===== TEXTAUSSCHNITT

Dementsprechend kommt es neben der Hauptkonfliktlinie immer häufiger zu militärischen Auseinandersetzungen zwischen verschiedenen eigenständigen Gruppierungen. Die kurdische Befreiungsbewegung etwa, die in den von ihr kontrollierten Landesteilen den Versuch des Aufbaus demokratischer Strukturen unter schwersten Bedingungen vorantreibt, wird immer häufiger zum Ziel von Angriffen islamistischer Gotteskrieger, gegen die sich allerdings der militärische Arm der kurdischen Bewegung, die YPG, bislang erfolgreich durchsetzen konnten. Auch zwischen FSA und Dschihadisten kommt es immer wieder zu Auseinandersetzungen, letztlich sieht es nicht so aus, als könnte irgendeine der regionalen Gruppierungen mittelfristig die Oberhand in ganz Syrien gewinnen.

==========
===== QUELLENMATERIAL

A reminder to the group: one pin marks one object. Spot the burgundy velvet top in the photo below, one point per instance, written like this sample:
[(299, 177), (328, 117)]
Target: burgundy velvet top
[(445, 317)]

==========

◆ AUFGABENSTELLUNG: Wie heißt laut dem Textausschnitt der militärische Arm der kurdischen Bewegung?

◆ LÖSUNG: Die YPG.